»»

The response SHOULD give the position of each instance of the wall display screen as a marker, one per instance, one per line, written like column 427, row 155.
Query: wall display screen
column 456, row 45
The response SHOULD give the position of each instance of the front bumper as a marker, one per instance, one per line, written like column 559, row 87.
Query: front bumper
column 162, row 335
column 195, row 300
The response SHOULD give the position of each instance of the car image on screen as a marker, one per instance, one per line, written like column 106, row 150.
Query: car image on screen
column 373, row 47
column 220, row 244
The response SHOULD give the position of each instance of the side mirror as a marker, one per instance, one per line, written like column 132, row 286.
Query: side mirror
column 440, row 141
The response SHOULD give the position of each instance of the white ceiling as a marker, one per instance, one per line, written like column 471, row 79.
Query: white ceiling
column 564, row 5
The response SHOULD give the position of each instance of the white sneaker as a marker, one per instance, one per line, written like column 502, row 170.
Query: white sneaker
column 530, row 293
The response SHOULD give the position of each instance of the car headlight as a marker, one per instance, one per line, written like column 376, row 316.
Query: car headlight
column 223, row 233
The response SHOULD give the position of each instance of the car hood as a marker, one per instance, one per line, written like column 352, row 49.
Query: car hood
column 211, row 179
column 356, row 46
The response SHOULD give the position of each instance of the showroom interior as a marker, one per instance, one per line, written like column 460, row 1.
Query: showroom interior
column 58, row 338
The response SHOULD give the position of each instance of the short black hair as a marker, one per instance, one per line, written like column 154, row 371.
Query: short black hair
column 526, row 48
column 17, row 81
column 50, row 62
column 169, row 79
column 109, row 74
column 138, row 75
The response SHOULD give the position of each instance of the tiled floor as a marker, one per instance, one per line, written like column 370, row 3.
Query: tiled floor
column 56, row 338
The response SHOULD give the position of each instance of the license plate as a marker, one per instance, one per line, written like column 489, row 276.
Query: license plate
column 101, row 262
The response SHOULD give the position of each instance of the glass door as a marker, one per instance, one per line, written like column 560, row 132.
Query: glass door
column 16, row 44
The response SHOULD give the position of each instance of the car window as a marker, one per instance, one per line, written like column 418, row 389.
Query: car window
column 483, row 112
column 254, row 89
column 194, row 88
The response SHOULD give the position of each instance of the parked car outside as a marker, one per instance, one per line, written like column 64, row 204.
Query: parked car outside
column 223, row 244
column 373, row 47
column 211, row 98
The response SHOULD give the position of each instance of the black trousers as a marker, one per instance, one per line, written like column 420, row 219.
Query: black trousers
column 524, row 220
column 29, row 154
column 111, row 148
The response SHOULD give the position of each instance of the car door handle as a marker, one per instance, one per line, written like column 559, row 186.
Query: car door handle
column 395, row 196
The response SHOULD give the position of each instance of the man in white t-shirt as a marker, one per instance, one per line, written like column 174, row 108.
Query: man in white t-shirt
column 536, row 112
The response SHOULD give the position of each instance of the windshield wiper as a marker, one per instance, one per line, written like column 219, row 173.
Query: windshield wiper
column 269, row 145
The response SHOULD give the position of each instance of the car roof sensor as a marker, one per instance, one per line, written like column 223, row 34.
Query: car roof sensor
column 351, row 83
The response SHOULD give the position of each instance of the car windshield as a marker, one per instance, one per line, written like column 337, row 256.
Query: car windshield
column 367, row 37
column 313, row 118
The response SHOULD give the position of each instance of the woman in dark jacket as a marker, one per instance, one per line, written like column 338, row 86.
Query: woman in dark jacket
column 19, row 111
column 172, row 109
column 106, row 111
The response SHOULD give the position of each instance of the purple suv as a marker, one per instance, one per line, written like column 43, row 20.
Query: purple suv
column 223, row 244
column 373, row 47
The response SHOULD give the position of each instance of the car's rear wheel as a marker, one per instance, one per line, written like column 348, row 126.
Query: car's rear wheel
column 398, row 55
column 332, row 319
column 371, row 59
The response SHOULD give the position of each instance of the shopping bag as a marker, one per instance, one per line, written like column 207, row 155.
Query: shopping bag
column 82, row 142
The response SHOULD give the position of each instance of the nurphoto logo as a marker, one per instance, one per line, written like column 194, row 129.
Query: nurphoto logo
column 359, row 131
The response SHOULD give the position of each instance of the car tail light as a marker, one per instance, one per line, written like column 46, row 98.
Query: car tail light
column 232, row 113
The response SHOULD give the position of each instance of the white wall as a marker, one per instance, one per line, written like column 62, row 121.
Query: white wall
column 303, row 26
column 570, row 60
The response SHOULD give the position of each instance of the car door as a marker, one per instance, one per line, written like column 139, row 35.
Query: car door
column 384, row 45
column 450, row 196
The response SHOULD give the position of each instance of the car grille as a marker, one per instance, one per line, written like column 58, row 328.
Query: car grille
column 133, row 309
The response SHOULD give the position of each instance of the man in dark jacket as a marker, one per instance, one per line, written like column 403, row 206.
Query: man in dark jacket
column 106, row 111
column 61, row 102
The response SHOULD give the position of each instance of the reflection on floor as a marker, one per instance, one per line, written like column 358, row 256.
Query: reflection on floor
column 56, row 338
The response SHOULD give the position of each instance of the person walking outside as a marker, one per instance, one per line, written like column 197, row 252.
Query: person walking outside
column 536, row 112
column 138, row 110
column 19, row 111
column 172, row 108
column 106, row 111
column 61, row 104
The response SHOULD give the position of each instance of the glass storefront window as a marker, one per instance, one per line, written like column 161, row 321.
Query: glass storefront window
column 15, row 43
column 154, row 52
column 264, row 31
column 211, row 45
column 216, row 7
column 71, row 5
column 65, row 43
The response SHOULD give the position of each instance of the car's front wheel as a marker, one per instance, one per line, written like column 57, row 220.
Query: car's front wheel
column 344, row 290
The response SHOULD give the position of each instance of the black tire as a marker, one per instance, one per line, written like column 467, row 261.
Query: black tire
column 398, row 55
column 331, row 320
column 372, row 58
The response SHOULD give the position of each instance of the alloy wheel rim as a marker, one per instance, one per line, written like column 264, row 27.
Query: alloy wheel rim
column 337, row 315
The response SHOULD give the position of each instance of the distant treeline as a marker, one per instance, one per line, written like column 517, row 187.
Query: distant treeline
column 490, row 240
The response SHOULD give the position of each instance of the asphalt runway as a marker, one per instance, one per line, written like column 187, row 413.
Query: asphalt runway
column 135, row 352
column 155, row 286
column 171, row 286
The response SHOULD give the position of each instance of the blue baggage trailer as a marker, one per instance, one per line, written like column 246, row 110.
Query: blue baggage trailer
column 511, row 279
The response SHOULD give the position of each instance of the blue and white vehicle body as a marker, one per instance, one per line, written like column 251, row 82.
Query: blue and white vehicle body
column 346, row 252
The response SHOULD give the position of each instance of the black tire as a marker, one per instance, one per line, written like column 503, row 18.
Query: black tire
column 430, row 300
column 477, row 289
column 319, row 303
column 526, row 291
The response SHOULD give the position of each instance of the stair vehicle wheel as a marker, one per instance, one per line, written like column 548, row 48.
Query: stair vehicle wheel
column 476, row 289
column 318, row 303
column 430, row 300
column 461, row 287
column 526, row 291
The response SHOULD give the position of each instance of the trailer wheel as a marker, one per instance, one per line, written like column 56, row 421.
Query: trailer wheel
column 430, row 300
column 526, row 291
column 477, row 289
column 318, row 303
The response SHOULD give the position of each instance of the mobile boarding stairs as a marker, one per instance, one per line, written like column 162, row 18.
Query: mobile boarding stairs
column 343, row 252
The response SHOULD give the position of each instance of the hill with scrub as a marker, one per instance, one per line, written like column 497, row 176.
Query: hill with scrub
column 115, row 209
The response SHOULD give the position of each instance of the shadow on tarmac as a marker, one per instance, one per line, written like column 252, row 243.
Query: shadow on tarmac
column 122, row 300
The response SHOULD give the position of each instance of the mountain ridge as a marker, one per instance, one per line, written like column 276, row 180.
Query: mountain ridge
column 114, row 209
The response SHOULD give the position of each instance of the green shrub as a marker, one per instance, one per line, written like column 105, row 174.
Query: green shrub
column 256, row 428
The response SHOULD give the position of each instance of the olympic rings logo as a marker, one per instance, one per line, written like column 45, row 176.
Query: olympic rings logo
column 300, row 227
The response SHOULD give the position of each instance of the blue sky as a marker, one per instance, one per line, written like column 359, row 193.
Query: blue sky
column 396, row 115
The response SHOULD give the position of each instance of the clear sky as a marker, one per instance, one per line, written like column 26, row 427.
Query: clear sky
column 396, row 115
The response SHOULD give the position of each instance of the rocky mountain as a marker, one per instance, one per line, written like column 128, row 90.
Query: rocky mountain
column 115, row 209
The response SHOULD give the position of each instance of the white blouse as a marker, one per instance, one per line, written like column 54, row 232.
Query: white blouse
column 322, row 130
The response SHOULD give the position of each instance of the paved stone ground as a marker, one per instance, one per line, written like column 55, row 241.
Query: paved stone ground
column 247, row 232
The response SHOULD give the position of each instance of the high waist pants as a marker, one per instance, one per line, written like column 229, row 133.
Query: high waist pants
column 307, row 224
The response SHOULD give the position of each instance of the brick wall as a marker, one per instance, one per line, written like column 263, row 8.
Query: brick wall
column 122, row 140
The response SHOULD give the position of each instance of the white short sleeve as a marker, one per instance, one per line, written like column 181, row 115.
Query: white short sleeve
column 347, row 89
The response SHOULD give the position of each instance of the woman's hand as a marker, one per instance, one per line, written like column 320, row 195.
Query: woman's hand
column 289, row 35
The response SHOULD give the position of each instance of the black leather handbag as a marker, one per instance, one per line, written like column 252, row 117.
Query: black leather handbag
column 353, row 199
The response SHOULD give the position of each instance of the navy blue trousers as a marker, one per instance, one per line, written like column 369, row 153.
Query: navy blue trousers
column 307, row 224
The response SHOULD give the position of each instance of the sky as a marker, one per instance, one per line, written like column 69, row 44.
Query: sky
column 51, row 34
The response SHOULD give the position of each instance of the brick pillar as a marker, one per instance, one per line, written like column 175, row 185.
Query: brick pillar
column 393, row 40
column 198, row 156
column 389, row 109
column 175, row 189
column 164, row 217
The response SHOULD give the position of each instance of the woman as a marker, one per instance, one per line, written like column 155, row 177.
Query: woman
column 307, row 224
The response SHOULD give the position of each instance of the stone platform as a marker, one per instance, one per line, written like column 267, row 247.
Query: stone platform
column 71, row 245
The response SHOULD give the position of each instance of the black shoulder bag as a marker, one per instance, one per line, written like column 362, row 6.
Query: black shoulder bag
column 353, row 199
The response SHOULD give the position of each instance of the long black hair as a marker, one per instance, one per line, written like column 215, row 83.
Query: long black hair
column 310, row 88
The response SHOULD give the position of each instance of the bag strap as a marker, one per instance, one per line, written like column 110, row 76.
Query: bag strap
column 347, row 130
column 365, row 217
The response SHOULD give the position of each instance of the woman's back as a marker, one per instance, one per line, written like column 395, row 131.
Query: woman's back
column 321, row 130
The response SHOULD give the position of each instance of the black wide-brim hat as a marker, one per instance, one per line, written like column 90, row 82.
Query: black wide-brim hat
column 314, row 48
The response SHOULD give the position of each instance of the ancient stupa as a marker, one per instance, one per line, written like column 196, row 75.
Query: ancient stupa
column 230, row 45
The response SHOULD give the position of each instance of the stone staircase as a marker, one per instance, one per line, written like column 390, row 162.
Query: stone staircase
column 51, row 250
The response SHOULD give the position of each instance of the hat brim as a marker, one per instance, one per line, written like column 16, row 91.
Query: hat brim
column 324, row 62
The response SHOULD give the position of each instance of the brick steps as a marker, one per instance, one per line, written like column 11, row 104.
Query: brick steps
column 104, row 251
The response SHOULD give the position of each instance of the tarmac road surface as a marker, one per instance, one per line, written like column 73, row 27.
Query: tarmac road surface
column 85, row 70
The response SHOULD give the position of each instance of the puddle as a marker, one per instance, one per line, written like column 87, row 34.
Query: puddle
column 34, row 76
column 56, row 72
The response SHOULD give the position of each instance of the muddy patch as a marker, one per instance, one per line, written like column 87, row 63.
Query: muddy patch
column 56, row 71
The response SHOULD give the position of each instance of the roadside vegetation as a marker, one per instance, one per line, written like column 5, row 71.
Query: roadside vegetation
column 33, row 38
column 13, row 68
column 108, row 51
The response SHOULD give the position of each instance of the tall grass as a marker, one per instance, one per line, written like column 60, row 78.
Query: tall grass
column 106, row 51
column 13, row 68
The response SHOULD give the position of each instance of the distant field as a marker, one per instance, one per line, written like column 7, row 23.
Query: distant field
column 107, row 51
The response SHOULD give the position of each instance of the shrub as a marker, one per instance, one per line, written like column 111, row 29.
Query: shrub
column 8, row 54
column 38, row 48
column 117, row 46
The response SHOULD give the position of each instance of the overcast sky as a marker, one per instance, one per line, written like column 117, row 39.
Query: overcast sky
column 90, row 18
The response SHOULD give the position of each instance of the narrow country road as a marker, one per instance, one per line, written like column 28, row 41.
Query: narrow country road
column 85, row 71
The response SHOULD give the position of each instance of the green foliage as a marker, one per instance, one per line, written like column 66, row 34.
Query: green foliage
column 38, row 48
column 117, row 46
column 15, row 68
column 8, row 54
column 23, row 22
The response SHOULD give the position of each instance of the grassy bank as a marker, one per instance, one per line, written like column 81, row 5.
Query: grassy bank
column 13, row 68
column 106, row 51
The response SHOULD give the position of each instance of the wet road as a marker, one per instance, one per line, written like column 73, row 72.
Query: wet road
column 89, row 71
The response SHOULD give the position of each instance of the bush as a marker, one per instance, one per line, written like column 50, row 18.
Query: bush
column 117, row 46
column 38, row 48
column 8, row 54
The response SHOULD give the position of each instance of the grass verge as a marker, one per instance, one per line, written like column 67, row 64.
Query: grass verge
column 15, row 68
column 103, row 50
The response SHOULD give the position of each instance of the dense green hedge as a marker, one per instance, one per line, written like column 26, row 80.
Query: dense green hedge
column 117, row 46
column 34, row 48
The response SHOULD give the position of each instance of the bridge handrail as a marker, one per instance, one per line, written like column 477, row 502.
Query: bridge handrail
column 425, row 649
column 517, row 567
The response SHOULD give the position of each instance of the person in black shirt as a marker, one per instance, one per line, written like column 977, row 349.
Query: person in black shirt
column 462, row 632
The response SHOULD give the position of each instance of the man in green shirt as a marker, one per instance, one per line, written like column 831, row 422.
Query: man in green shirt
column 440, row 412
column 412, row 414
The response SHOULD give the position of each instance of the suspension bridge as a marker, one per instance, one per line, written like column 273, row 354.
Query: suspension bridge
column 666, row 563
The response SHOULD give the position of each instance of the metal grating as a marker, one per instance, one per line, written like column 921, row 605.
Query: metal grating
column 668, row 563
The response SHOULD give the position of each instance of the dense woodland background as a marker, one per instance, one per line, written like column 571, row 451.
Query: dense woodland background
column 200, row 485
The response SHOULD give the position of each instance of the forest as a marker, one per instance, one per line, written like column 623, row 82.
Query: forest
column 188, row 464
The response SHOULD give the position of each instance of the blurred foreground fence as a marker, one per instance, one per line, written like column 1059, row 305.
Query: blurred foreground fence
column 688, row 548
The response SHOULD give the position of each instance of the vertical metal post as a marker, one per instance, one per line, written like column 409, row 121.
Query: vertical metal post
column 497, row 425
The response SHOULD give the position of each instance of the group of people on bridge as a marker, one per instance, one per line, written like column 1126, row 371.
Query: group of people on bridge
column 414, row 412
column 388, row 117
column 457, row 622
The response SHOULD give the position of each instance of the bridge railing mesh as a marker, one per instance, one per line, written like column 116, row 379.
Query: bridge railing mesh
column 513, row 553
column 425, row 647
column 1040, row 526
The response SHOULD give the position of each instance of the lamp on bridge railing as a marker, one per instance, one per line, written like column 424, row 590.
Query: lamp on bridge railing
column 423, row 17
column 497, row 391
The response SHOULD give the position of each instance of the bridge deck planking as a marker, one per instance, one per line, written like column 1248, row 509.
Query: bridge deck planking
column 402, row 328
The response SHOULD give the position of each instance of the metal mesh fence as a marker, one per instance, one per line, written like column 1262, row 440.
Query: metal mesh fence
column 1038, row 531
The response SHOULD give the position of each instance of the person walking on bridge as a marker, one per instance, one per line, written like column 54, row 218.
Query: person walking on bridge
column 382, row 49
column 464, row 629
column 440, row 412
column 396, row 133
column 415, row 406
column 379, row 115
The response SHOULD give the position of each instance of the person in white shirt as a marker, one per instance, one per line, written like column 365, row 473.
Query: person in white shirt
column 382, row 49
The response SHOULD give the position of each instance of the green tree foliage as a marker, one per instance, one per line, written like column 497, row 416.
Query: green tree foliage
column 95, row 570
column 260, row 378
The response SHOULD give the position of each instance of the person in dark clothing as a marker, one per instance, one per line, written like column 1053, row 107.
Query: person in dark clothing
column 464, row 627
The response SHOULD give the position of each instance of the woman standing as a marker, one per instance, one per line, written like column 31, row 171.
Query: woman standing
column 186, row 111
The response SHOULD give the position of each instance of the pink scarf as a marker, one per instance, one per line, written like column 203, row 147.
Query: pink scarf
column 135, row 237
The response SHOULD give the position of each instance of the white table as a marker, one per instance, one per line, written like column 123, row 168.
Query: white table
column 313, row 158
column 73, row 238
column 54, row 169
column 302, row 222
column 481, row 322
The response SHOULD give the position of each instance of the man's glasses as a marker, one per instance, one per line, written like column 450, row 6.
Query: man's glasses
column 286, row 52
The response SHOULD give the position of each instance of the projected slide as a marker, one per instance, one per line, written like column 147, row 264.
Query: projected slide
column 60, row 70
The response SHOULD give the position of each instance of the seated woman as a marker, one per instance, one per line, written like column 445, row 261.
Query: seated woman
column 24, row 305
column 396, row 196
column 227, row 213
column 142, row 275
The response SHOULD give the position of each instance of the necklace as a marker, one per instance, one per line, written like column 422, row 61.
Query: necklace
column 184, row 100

««

#### [Task goal]
Go back to the data above and please quote exactly, and only, the lines from the line with "497, row 416." through its last line.

#### [Problem solution]
The response SHOULD give the position of each instance of the green tree foliage as a marker, one per instance, one per line, written like column 497, row 416.
Query: green tree foliage
column 95, row 570
column 260, row 378
The response SHOULD give the position of each instance of the person in dark clothing as a marker, one per instance, one per line, written like column 1053, row 107.
Query: person in dark clothing
column 464, row 627
The response SHOULD give the position of each instance of the woman standing as a marker, one per instance, one per line, written like column 31, row 171.
Query: woman standing
column 186, row 111
The response SHOULD give the position of each instance of the pink scarf as a marker, one per instance, one per line, written like column 203, row 147.
Query: pink scarf
column 135, row 237
The response SHOULD give the position of each instance of the white table as a marker, one per instance, one per line, written like column 123, row 168.
Query: white table
column 313, row 158
column 73, row 238
column 54, row 169
column 302, row 222
column 481, row 322
The response SHOULD give the position of each instance of the man's glasses as a marker, one per instance, one per line, written like column 450, row 6.
Query: man's glasses
column 286, row 52
The response SHOULD give the position of each instance of the projected slide as a marker, one per instance, one per line, written like column 147, row 264.
Query: projected slide
column 60, row 70
The response SHOULD give the position of each instance of the seated woman as a marker, one per instance, one per line, written like column 445, row 261.
Query: seated woman
column 24, row 305
column 396, row 196
column 227, row 213
column 142, row 275
The response SHOULD give the position of each instance of the necklace as a marker, one per instance, one per line, written like column 422, row 61.
Query: necklace
column 184, row 100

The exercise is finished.